* Short exercise *
Retype each of the items below word for word, leaving out the pictures.

═════ Task inputs

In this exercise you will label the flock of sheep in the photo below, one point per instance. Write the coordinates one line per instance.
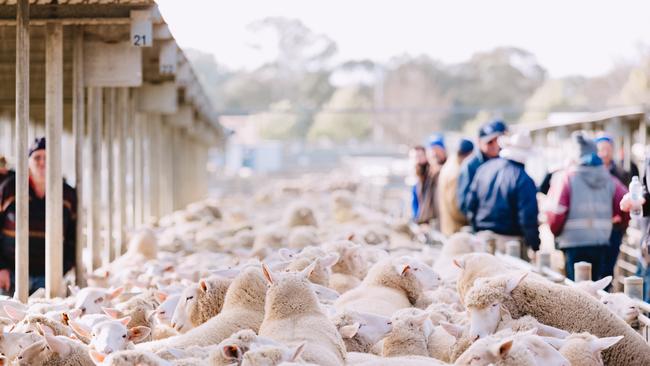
(270, 280)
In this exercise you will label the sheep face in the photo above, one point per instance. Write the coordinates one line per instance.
(90, 300)
(484, 303)
(180, 318)
(427, 277)
(485, 352)
(165, 311)
(622, 306)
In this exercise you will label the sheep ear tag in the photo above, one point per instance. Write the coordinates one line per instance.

══════════

* Response *
In this exercise you will label the flock of sheep in the photo below, one point per instance. Write the coordinates one line per instance.
(270, 280)
In this exercise you will label the sheep face in the photo above, one point per instance. Write the coordinates one line per instance.
(90, 300)
(484, 303)
(180, 318)
(427, 277)
(485, 352)
(165, 311)
(622, 306)
In this exercise you will label the sheep ear tag in the photo above, one point per instance. Write the coordinates one line per instance.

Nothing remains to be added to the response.